Sopla Levante; todo el golfo de Roses está teñido de un color grisáceo y las enormes olas verdean cada vez que el débil sol consigue colarse entre las nubes. La gente juega a sincronizar sus selfis con el momento en que rompen las olas, en primera línea los foráneos y en la retaguardia los locales, a salvo de un remojón seguro. Es un espectáculo magnífico, pero no puedo dejar de pensar en los hombres que salían a la mar en los años en que L’Escala vivía casi en exclusiva de la captura de pescado azul en doble jornada, el alba de madrugada y el alba de prima. El ruido de los zuecos caminando por el empedrado precedía al alba de madrugada, un rato antes de la salida del sol; las luces encendidas de los botes anunciaban la vuelta del alba de prima, tras la puesta del sol y la aparición de las primeras estrellas en el cielo.
Los esquenapelats, mote con el que conocían a los pescadores de L’Escala porque, al carecer de muelle, tenían que botar las barcas haciendo fuerza con la espalda, salían de pesca sin más conocimiento ni motor que el de las mareas, los vientos y las referencias en la costa. Cero tecnología y mucha intuición para llenar las redes de sardinas y anchoas. Tras despedirlos desde la orilla la familia volvía a sus quehaceres, de espaldas al mar pero siempre mirando de reojo al horizonte y rezando para que no sonara la campana que alertaba de naufragio. Cuando las velas izadas de más de cien embarcaciones asomaban de nuevo, todo el mundo corría hacia la playa para ayudar a desmallar el pescado sin estropearlo y empezar el proceso de salazón del pescado.

════════════════════

• Objetivo planteado
Retoma el fragmento sobre los pescadores de L’Escala a partir de su última oración y continúalo.

• Entradas de datos
════════════════════

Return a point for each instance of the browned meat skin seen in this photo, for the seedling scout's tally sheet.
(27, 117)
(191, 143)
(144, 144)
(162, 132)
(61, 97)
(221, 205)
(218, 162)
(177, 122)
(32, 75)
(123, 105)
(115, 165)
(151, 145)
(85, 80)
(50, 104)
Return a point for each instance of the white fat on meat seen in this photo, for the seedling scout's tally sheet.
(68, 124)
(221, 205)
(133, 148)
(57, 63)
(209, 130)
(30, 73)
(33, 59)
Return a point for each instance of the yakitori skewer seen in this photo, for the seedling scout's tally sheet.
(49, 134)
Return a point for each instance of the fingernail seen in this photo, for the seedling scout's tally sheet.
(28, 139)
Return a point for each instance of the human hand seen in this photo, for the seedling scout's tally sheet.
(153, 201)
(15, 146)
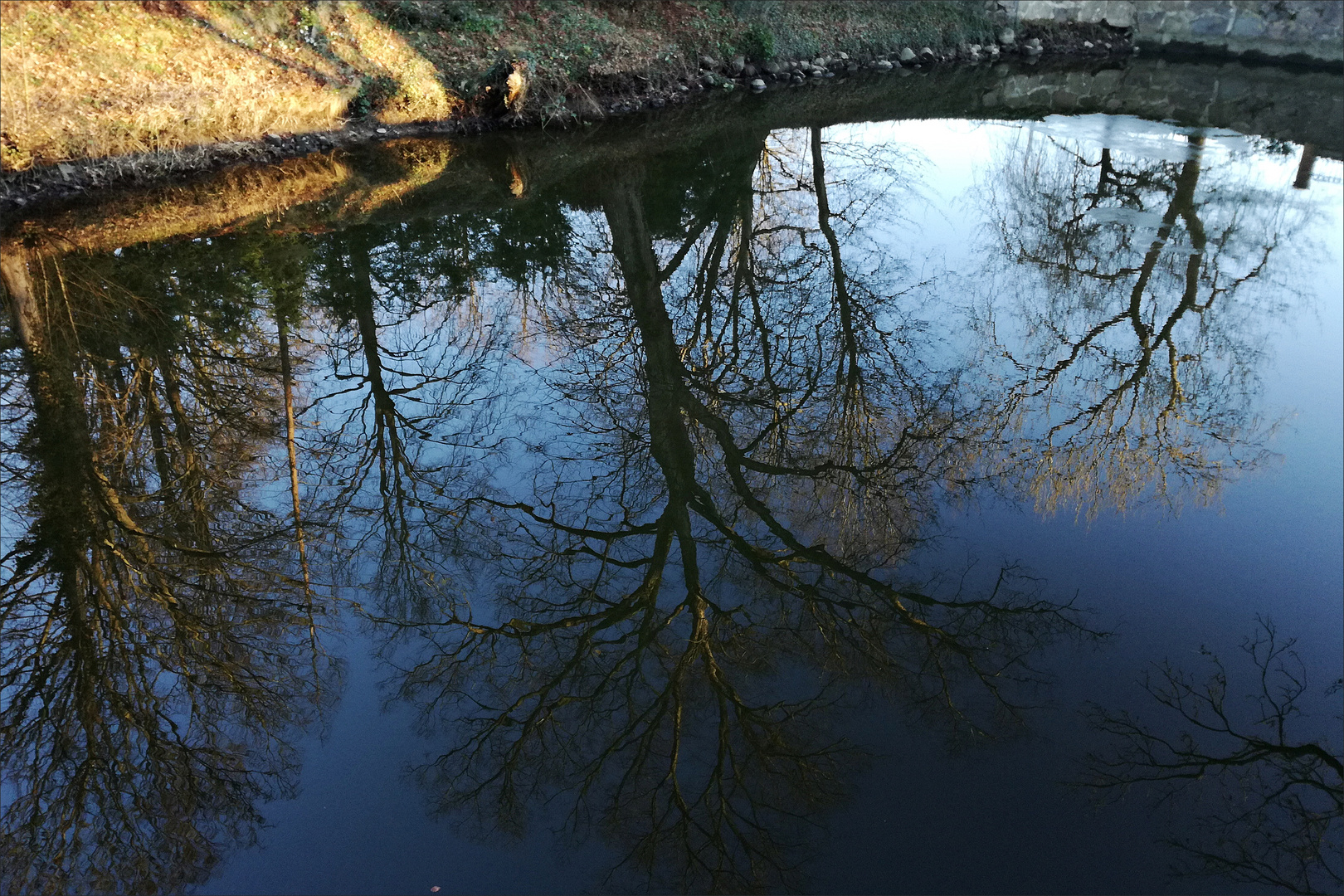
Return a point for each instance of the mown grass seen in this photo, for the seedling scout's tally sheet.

════════════════════

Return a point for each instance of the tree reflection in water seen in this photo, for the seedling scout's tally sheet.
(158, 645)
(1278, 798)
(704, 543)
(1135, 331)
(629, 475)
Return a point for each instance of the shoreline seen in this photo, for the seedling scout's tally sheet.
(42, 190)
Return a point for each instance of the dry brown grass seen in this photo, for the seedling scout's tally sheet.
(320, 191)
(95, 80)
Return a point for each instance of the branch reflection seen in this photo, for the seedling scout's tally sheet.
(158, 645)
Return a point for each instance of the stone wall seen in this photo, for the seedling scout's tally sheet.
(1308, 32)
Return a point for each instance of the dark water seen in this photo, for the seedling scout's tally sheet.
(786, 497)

════════════════════

• Resultado del ejercicio
Este método de conservación tiene indicios muy antiguos. En las cercanas ruinas de Empúries podemos ver las instalaciones dedicadas a estos menesteres, unos depósitos revestidos de mortero hidráulico —opus signinum— donde se fermentaban las vísceras y la carne del pescado. La pasta extraída, en función de su calidad, se vendía como garum, liquamen, muria o hallex. Hay que saltar varios siglos adelante para tener la primera referencia de un pescador que se instala en la zona para salir a por pescado azul. Según un escrito, Joan Andreu, procedente de Francia, pidió un permiso al conde de Empúries, en 1591, para construir una pequeña barraca en «lo Port de la Scala d’Empurias».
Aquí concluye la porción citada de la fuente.